**The request**. Reproduce the listing verbatim from its first line up to and including the line containing "[[[314,71],[305,70],[300,73],[302,77],[316,77],[317,73]]]".

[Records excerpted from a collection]
** Begin **

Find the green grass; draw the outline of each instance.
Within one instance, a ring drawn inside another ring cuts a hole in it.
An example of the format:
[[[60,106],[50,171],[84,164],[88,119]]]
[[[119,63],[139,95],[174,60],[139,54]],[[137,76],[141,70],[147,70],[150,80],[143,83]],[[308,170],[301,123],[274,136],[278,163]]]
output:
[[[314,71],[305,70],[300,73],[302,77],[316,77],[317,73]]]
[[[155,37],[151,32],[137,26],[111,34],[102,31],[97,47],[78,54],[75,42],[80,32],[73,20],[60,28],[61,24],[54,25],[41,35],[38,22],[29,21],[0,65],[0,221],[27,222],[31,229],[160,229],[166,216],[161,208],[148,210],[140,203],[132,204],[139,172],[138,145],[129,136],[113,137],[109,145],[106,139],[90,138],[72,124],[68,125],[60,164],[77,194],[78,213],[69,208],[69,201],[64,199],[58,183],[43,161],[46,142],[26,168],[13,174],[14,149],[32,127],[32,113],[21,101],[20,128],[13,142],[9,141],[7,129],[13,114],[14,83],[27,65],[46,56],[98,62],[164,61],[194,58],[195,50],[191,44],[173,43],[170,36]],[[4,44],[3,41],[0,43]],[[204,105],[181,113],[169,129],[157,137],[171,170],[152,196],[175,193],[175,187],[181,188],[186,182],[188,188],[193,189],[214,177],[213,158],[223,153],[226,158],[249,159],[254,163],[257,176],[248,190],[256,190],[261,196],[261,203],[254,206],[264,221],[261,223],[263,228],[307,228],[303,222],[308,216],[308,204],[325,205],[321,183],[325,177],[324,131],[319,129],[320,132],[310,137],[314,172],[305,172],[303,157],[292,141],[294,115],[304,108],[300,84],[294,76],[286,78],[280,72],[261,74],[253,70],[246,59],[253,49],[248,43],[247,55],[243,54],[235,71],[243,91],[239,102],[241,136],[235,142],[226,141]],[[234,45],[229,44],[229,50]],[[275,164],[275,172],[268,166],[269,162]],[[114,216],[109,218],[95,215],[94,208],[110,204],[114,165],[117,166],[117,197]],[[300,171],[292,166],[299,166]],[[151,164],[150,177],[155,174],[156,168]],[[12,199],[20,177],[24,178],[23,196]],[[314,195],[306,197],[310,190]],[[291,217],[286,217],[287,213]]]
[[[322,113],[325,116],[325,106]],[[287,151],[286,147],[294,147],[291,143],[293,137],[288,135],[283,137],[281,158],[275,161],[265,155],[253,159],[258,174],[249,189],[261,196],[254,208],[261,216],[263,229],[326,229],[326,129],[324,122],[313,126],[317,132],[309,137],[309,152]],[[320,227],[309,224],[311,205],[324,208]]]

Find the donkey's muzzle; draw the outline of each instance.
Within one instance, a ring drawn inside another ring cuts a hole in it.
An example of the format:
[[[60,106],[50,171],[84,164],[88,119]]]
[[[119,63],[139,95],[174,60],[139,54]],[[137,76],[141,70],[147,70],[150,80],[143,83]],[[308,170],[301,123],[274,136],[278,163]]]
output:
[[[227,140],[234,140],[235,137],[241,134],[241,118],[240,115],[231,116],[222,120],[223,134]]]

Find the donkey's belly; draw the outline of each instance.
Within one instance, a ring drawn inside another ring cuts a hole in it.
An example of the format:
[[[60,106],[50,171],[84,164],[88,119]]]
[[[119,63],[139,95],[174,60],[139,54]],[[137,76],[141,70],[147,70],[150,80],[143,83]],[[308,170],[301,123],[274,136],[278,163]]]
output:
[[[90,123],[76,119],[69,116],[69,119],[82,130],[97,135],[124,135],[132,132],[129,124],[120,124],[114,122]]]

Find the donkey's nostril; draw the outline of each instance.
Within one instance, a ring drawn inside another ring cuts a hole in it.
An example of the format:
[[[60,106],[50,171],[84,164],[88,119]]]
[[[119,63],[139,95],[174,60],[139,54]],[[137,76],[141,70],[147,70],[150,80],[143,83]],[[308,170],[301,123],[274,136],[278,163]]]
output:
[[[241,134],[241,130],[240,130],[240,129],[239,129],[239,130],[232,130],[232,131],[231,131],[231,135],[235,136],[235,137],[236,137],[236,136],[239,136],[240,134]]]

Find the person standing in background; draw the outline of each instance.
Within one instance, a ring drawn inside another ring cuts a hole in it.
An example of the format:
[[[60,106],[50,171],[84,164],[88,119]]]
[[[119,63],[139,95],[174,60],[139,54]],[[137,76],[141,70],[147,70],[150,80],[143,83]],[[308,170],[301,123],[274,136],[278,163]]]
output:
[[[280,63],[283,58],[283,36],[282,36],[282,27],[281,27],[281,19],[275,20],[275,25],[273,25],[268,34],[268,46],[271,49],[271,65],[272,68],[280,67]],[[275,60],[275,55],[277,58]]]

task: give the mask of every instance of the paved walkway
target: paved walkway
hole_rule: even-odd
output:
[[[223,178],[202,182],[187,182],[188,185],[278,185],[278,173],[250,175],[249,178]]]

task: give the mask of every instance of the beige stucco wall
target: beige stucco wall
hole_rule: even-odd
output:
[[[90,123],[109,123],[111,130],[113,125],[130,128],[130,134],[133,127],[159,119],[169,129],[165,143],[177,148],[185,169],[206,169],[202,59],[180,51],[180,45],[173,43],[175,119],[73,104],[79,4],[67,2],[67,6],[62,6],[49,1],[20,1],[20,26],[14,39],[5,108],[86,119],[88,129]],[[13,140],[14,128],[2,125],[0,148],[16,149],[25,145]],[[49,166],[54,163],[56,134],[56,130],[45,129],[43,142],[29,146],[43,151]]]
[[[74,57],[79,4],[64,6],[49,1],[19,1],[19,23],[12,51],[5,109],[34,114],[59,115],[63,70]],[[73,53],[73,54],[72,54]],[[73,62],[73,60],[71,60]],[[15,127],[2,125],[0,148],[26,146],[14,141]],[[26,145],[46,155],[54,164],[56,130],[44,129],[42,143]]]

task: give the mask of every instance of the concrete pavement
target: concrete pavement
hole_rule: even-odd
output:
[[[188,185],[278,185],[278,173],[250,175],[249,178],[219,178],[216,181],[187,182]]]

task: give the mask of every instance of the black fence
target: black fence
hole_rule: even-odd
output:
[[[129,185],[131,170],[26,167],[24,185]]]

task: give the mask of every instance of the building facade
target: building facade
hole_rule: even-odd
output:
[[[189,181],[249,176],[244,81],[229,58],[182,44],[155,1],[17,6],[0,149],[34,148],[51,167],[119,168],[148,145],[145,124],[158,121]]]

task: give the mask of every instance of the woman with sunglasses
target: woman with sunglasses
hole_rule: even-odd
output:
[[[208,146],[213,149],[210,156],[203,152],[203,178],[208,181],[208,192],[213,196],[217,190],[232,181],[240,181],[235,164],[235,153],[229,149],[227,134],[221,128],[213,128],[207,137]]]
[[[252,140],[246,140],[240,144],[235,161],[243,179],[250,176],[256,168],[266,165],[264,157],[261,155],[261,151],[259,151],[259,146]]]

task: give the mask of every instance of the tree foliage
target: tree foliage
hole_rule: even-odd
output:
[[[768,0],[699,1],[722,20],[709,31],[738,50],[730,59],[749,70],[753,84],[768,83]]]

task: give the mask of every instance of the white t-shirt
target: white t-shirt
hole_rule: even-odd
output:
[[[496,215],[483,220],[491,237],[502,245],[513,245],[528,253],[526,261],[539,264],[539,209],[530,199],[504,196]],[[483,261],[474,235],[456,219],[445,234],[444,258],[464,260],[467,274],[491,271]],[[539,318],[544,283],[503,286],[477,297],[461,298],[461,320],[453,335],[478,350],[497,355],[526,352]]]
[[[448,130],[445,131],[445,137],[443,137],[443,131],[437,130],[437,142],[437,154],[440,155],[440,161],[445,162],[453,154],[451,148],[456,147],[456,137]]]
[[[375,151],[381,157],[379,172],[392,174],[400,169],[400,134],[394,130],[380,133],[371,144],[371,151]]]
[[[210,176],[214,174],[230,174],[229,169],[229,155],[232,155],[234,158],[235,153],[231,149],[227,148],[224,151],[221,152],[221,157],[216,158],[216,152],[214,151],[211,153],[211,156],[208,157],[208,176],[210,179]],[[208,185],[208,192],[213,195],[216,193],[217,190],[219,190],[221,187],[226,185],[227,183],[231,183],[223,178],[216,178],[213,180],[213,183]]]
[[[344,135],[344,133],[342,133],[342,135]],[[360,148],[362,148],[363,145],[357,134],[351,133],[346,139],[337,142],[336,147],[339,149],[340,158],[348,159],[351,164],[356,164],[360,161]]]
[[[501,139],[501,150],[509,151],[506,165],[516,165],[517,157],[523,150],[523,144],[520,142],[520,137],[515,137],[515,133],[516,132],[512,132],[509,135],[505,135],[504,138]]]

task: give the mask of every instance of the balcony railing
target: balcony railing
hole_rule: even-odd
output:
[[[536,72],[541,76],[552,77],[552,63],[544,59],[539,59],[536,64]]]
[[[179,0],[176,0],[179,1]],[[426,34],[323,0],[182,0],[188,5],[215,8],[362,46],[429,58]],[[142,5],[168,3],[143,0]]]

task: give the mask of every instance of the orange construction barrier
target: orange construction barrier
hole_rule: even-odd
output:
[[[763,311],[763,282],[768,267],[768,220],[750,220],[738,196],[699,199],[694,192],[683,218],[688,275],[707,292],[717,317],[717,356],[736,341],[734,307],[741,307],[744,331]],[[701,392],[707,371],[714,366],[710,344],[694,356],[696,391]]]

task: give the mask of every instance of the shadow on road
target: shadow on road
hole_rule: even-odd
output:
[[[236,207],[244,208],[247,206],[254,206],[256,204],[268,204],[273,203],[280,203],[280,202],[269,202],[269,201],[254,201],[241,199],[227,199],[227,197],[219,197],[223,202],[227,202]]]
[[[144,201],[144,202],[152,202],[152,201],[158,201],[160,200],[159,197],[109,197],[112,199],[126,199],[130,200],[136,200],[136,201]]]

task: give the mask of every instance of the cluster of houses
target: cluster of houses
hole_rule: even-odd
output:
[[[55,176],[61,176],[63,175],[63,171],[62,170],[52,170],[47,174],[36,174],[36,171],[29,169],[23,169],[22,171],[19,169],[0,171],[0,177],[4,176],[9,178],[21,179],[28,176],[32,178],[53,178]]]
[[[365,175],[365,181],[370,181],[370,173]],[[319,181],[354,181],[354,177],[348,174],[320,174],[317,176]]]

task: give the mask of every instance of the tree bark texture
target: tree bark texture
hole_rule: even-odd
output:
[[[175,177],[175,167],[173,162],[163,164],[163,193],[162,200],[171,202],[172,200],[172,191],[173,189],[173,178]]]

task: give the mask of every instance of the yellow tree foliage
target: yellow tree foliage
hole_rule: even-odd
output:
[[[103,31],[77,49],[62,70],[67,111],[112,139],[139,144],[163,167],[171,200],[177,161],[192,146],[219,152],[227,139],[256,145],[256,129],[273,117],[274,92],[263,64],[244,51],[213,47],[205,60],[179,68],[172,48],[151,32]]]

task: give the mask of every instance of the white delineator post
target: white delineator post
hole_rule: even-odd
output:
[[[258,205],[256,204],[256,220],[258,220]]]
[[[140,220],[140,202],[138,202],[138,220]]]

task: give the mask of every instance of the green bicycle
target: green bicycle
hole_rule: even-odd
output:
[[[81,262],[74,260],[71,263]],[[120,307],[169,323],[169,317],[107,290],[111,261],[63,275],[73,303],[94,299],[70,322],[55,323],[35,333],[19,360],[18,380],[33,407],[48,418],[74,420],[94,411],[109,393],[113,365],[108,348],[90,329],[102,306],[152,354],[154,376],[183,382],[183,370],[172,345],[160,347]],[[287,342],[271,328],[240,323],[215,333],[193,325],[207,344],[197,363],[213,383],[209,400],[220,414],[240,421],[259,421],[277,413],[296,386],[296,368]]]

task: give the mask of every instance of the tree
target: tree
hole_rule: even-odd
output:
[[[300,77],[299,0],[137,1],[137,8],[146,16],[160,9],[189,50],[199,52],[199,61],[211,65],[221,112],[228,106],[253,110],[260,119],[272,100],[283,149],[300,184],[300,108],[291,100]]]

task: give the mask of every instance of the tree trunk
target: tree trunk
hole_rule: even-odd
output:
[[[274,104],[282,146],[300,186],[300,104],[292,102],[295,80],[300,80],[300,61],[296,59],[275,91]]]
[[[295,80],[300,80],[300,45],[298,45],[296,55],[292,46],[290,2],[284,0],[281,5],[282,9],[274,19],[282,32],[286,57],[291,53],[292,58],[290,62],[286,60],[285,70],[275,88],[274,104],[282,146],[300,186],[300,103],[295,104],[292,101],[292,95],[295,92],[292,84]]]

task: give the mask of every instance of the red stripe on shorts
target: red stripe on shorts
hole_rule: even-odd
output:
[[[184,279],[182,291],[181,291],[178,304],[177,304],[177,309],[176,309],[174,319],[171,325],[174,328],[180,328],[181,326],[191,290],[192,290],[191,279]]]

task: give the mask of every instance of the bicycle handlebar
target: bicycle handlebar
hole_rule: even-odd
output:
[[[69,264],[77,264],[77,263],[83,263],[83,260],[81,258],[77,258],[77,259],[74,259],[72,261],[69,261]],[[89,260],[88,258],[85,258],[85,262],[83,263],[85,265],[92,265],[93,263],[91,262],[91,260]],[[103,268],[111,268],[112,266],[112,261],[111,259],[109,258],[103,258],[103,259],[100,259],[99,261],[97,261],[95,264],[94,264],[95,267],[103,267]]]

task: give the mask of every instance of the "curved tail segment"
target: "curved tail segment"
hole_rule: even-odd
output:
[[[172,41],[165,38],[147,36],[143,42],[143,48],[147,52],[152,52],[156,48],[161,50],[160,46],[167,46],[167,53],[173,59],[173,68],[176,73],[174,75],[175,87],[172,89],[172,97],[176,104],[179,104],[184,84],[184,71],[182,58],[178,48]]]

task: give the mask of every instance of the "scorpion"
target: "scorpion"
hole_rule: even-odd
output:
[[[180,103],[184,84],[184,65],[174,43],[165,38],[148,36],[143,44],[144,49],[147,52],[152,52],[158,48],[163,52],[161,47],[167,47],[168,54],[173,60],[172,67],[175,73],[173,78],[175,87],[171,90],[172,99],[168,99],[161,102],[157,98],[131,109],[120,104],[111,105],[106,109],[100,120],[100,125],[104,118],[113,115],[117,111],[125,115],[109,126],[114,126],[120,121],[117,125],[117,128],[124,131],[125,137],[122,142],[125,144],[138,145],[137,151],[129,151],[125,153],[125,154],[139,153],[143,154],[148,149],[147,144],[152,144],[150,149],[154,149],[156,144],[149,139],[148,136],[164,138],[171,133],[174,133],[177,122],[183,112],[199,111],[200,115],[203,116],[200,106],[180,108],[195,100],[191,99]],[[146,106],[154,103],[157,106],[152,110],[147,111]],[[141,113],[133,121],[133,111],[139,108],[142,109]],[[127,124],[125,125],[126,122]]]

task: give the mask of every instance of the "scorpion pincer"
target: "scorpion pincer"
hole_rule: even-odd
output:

** End **

**Correct answer**.
Find the green grass; draw the outline of each instance.
Within one instance, a ring drawn inside another ring cuts a hole in it.
An example of the format:
[[[60,106],[50,171],[84,164],[88,119]]]
[[[119,63],[139,95],[174,60],[139,54]],[[137,76],[141,70],[147,70],[150,80],[143,83]],[[308,170],[301,123],[274,136],[278,163]]]
output:
[[[314,71],[305,70],[300,73],[302,77],[316,77],[317,73]]]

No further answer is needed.